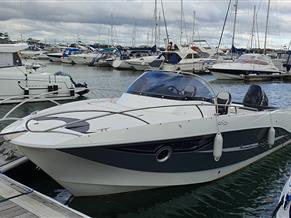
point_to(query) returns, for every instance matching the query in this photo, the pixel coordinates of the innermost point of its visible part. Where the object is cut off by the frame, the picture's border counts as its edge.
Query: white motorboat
(84, 58)
(141, 64)
(55, 57)
(247, 64)
(168, 129)
(184, 59)
(18, 83)
(121, 62)
(283, 209)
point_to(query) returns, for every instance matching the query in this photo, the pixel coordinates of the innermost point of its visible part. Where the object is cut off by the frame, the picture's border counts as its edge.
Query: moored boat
(168, 129)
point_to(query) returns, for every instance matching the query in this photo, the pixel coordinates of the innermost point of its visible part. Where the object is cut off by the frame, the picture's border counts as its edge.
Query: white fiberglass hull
(196, 67)
(284, 207)
(113, 159)
(86, 178)
(120, 64)
(238, 70)
(82, 59)
(55, 57)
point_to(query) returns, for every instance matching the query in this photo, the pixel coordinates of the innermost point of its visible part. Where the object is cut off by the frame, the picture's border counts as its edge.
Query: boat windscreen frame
(168, 91)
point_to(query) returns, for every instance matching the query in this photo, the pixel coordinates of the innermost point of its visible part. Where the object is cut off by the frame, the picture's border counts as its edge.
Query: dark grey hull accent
(188, 154)
(240, 72)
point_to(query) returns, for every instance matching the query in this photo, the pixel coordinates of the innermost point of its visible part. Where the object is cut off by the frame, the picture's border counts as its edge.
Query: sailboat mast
(193, 28)
(234, 24)
(165, 22)
(267, 25)
(181, 27)
(253, 28)
(156, 21)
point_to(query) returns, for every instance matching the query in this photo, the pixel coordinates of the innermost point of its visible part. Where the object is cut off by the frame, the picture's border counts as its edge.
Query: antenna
(267, 24)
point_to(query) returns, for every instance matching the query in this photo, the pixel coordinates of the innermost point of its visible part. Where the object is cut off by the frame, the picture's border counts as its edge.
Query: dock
(267, 77)
(17, 200)
(10, 157)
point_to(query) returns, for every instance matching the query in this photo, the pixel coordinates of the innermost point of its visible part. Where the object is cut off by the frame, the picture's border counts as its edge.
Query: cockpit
(172, 85)
(254, 59)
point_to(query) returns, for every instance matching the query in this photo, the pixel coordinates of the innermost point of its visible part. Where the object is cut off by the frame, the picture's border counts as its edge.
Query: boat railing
(107, 113)
(26, 99)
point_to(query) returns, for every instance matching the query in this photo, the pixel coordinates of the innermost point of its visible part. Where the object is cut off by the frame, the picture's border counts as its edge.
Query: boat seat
(223, 99)
(256, 98)
(189, 92)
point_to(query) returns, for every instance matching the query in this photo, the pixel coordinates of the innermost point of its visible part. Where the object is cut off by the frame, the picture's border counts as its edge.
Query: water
(251, 192)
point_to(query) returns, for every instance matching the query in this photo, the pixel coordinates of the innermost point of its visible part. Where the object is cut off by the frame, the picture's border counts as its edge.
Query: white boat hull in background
(120, 64)
(14, 81)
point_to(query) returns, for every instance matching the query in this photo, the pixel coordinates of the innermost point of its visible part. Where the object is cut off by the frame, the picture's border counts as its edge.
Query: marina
(17, 200)
(145, 109)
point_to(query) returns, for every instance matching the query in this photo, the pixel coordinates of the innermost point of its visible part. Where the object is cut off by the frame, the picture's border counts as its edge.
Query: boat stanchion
(217, 146)
(26, 92)
(55, 86)
(271, 136)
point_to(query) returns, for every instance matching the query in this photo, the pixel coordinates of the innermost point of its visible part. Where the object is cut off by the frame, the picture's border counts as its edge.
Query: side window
(189, 56)
(16, 59)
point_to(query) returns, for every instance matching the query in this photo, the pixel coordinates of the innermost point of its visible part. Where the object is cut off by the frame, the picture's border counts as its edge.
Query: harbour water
(251, 192)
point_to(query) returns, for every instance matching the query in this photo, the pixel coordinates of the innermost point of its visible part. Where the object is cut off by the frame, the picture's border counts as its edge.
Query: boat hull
(14, 84)
(122, 168)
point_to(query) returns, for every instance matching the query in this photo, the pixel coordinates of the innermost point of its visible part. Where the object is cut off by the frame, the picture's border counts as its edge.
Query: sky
(130, 22)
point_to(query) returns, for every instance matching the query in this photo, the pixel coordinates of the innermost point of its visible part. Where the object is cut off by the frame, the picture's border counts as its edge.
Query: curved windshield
(253, 59)
(171, 85)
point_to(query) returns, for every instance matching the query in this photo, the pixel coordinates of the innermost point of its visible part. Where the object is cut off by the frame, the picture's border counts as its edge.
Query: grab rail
(124, 113)
(25, 100)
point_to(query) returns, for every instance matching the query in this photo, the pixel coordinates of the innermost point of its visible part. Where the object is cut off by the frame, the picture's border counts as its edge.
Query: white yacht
(168, 129)
(18, 83)
(83, 58)
(141, 64)
(184, 59)
(283, 209)
(247, 64)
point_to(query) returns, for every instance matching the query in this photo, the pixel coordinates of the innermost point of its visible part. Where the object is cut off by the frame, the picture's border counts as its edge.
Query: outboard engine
(255, 97)
(61, 73)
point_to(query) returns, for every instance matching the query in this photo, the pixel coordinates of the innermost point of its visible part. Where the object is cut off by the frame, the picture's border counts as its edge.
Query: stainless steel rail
(124, 113)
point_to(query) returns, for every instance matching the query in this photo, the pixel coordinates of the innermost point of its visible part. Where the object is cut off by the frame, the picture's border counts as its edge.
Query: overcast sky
(90, 21)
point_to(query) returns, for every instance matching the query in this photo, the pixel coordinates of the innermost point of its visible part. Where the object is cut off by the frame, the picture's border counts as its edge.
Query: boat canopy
(172, 85)
(254, 59)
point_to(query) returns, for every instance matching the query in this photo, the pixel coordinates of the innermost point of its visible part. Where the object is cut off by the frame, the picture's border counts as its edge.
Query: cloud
(91, 20)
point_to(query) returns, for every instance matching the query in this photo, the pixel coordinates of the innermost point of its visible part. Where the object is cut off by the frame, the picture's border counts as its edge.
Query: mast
(156, 21)
(111, 31)
(223, 27)
(159, 30)
(181, 27)
(258, 36)
(253, 28)
(165, 22)
(193, 28)
(133, 33)
(234, 25)
(267, 24)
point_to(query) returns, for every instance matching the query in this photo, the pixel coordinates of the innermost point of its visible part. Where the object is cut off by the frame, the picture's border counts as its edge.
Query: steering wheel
(174, 89)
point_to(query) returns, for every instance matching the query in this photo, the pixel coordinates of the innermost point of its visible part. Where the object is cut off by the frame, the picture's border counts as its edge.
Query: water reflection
(251, 192)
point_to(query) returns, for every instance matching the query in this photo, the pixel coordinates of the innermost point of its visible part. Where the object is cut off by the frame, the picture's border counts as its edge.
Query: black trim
(189, 154)
(240, 72)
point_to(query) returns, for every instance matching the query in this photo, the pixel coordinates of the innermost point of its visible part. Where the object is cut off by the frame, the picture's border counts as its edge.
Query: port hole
(163, 154)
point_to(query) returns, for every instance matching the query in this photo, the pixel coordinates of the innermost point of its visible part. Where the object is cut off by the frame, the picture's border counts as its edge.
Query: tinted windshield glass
(172, 86)
(252, 59)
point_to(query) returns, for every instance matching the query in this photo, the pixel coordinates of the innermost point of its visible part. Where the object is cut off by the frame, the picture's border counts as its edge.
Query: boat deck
(10, 157)
(17, 200)
(266, 77)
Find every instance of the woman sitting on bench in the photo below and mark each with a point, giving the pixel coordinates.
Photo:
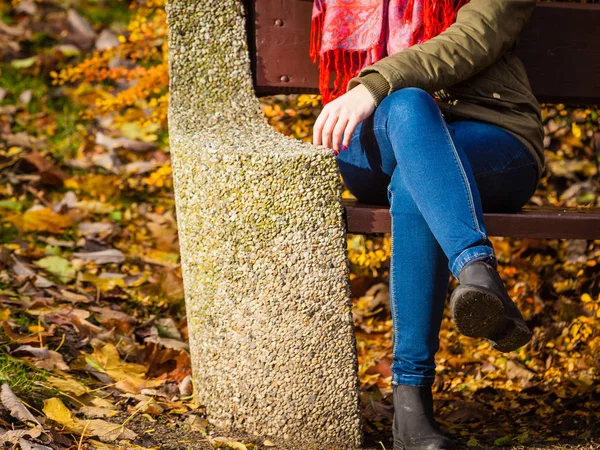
(432, 114)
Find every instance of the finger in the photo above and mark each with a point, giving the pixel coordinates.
(337, 132)
(318, 127)
(350, 128)
(328, 129)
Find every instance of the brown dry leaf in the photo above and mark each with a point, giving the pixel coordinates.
(70, 385)
(55, 410)
(13, 436)
(130, 377)
(49, 173)
(170, 364)
(517, 370)
(107, 431)
(225, 442)
(22, 270)
(26, 445)
(45, 359)
(108, 256)
(44, 219)
(15, 406)
(93, 412)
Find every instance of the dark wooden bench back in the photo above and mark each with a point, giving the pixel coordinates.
(560, 48)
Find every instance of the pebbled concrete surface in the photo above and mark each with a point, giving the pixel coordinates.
(263, 247)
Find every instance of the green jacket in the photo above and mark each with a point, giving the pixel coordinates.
(471, 68)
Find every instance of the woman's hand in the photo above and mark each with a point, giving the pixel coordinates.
(341, 117)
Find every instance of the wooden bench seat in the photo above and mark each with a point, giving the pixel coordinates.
(560, 48)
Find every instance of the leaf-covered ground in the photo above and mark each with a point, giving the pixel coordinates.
(92, 318)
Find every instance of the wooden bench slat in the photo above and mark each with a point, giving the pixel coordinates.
(560, 48)
(533, 222)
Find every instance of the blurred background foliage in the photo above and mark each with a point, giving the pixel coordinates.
(85, 168)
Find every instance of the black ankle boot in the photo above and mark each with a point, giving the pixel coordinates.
(481, 307)
(414, 426)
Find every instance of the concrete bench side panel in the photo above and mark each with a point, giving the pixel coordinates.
(263, 247)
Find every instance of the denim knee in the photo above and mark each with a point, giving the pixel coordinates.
(409, 98)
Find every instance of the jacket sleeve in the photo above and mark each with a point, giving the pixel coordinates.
(482, 32)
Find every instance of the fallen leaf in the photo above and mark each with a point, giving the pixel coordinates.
(70, 385)
(130, 377)
(26, 445)
(15, 406)
(13, 436)
(102, 257)
(44, 219)
(22, 270)
(58, 266)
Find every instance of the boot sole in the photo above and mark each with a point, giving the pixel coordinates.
(476, 312)
(479, 313)
(399, 445)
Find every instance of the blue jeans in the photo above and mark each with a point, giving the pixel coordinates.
(437, 178)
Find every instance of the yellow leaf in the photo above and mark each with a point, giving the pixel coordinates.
(44, 220)
(55, 410)
(130, 377)
(70, 385)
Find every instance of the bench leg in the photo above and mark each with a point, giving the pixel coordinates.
(263, 247)
(268, 300)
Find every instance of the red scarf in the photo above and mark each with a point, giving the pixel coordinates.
(351, 34)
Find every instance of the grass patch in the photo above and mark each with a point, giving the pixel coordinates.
(24, 380)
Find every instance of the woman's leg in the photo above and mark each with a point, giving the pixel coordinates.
(405, 150)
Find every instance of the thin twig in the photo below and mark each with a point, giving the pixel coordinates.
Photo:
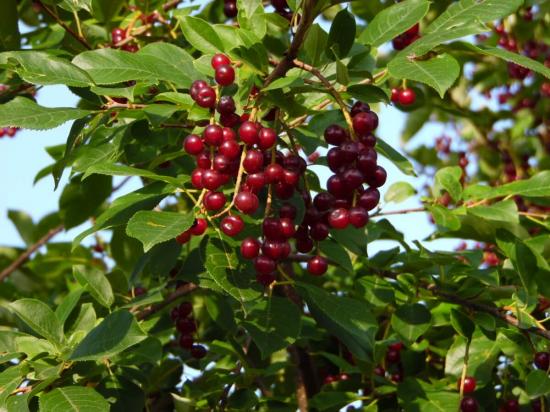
(54, 16)
(27, 254)
(178, 293)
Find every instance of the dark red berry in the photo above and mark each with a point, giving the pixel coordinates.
(247, 202)
(542, 360)
(193, 144)
(250, 248)
(317, 265)
(248, 132)
(264, 265)
(225, 75)
(232, 225)
(468, 404)
(335, 135)
(218, 60)
(214, 201)
(469, 384)
(198, 351)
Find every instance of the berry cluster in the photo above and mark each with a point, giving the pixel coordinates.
(118, 35)
(405, 96)
(182, 316)
(8, 131)
(403, 40)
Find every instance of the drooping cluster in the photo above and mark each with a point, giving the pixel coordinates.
(182, 316)
(405, 39)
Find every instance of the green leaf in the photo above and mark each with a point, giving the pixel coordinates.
(111, 169)
(45, 69)
(252, 17)
(224, 271)
(25, 113)
(273, 323)
(395, 157)
(73, 399)
(444, 218)
(10, 39)
(117, 332)
(399, 191)
(341, 35)
(537, 384)
(439, 72)
(448, 178)
(40, 318)
(24, 225)
(393, 21)
(536, 186)
(344, 317)
(151, 228)
(201, 35)
(368, 93)
(411, 321)
(96, 283)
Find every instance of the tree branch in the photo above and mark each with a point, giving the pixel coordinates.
(178, 293)
(27, 254)
(54, 16)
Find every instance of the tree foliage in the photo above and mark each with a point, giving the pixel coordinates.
(160, 281)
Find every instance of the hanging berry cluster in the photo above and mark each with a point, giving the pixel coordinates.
(182, 316)
(240, 153)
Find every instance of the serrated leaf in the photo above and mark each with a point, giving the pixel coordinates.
(439, 72)
(395, 157)
(40, 318)
(273, 323)
(96, 283)
(45, 69)
(344, 317)
(25, 113)
(448, 178)
(341, 35)
(399, 191)
(152, 228)
(201, 35)
(117, 332)
(411, 321)
(393, 21)
(73, 399)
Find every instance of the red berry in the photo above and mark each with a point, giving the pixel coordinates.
(335, 135)
(469, 384)
(247, 202)
(225, 75)
(317, 265)
(468, 404)
(186, 341)
(184, 237)
(218, 60)
(358, 217)
(407, 97)
(232, 225)
(248, 132)
(338, 218)
(250, 248)
(253, 161)
(542, 360)
(186, 326)
(266, 138)
(206, 97)
(193, 144)
(199, 227)
(198, 351)
(214, 201)
(264, 265)
(213, 135)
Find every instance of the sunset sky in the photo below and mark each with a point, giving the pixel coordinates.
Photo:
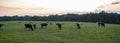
(46, 7)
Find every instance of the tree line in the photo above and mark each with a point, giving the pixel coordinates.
(89, 17)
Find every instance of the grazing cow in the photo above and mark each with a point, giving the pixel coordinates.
(43, 25)
(1, 26)
(101, 24)
(29, 26)
(50, 23)
(34, 25)
(78, 25)
(59, 25)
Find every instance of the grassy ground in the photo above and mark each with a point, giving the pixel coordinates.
(14, 32)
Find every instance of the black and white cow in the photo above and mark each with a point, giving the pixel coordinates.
(78, 25)
(101, 24)
(43, 25)
(29, 26)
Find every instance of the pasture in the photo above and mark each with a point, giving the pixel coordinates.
(14, 32)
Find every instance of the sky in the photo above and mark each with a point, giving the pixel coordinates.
(47, 7)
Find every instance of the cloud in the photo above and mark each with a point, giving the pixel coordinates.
(114, 3)
(114, 6)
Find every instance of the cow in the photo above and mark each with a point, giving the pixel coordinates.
(101, 24)
(34, 25)
(1, 25)
(43, 25)
(78, 25)
(59, 25)
(29, 26)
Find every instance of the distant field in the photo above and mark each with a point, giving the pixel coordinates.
(14, 32)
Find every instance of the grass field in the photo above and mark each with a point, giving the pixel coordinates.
(14, 32)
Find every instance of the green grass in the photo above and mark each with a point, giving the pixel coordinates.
(14, 32)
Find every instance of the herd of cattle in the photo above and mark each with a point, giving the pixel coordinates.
(43, 25)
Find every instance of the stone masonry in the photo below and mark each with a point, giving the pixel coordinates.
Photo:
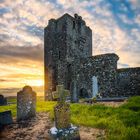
(69, 61)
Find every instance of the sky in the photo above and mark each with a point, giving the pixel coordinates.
(115, 27)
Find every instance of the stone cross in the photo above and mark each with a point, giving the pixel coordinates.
(26, 103)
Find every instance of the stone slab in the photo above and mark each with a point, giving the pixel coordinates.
(6, 118)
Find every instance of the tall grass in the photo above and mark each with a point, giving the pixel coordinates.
(120, 123)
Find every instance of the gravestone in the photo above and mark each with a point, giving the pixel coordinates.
(26, 103)
(3, 101)
(94, 86)
(63, 129)
(5, 118)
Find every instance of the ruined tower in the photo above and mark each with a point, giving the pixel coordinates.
(65, 39)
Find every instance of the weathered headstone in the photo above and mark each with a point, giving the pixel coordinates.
(94, 86)
(26, 103)
(3, 101)
(5, 118)
(63, 129)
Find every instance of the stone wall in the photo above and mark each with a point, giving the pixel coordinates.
(65, 39)
(128, 82)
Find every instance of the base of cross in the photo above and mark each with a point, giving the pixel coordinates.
(71, 133)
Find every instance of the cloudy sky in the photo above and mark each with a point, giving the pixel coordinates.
(115, 25)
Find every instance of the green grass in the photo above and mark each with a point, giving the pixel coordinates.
(120, 123)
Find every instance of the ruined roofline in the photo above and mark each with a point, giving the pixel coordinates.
(104, 56)
(128, 69)
(76, 17)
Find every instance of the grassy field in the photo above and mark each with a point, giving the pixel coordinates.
(119, 123)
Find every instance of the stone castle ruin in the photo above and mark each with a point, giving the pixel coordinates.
(69, 61)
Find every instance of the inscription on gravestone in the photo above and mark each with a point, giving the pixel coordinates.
(63, 129)
(26, 103)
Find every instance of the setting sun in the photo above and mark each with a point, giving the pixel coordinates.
(35, 82)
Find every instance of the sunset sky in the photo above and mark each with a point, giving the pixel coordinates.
(115, 25)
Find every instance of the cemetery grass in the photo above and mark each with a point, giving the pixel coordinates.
(119, 123)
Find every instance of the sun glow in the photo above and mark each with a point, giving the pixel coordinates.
(35, 82)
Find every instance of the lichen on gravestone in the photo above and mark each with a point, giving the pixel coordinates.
(62, 109)
(26, 103)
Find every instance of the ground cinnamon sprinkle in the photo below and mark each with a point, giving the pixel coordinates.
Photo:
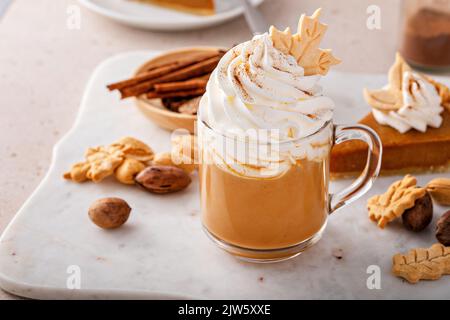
(427, 38)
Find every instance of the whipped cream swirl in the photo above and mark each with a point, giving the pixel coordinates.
(257, 88)
(421, 106)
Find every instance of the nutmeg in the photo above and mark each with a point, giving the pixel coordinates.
(163, 179)
(109, 213)
(443, 229)
(419, 217)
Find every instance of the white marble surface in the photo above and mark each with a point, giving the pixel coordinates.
(44, 67)
(161, 251)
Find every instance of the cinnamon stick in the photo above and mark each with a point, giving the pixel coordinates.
(163, 69)
(195, 70)
(176, 94)
(197, 83)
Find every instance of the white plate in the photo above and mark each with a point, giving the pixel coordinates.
(157, 18)
(162, 251)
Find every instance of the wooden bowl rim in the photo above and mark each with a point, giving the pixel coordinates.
(144, 102)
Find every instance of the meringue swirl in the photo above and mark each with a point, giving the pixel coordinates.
(421, 106)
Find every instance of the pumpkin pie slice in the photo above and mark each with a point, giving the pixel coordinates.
(413, 124)
(411, 152)
(200, 7)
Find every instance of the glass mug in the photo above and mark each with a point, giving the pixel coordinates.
(267, 217)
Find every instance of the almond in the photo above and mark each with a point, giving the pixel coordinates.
(163, 179)
(440, 190)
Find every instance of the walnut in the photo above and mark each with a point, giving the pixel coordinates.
(443, 229)
(419, 217)
(440, 190)
(128, 170)
(109, 213)
(400, 196)
(163, 179)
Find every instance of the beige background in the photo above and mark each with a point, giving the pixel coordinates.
(44, 67)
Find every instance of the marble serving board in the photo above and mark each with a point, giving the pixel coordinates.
(162, 251)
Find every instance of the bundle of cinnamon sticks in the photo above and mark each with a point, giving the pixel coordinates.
(174, 81)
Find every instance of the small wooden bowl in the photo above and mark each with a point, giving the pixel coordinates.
(154, 109)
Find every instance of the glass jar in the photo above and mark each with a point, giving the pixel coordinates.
(426, 33)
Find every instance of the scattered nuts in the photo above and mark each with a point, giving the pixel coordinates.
(165, 159)
(419, 217)
(163, 179)
(121, 158)
(443, 229)
(126, 172)
(400, 196)
(440, 190)
(109, 213)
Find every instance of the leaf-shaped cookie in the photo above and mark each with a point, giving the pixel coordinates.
(400, 196)
(443, 91)
(282, 40)
(384, 100)
(304, 45)
(396, 73)
(390, 98)
(422, 264)
(100, 163)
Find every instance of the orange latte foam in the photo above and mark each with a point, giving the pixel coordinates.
(265, 213)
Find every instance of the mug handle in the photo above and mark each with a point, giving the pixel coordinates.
(365, 181)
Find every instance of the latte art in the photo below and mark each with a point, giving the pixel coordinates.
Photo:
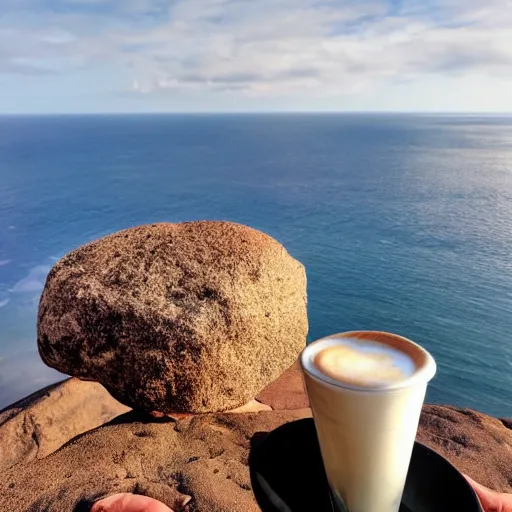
(364, 363)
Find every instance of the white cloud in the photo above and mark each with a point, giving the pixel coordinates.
(269, 48)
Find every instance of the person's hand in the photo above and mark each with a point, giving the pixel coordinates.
(491, 501)
(126, 502)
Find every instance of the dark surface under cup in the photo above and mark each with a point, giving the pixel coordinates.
(288, 475)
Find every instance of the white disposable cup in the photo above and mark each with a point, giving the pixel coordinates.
(367, 435)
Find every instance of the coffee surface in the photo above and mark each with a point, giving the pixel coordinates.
(364, 363)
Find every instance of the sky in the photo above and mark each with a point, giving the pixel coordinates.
(106, 56)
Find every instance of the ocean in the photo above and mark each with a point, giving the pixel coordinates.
(404, 222)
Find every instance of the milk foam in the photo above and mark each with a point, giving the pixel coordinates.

◆ ◆ ◆ ◆ ◆

## Exercise goal
Please rewrite the stretch of the listing from the line containing "Find every instance of the ocean" through the end of the listing, replacing "milk foam" with "frothed milk" and keeping everything else the same.

## Exercise answer
Find every instance of the ocean in the photo above and mark each with a point, giving the pixel coordinates.
(404, 222)
Find every instance of the frothed milk in the photo above and mark each with a point, giving the pixel coordinates.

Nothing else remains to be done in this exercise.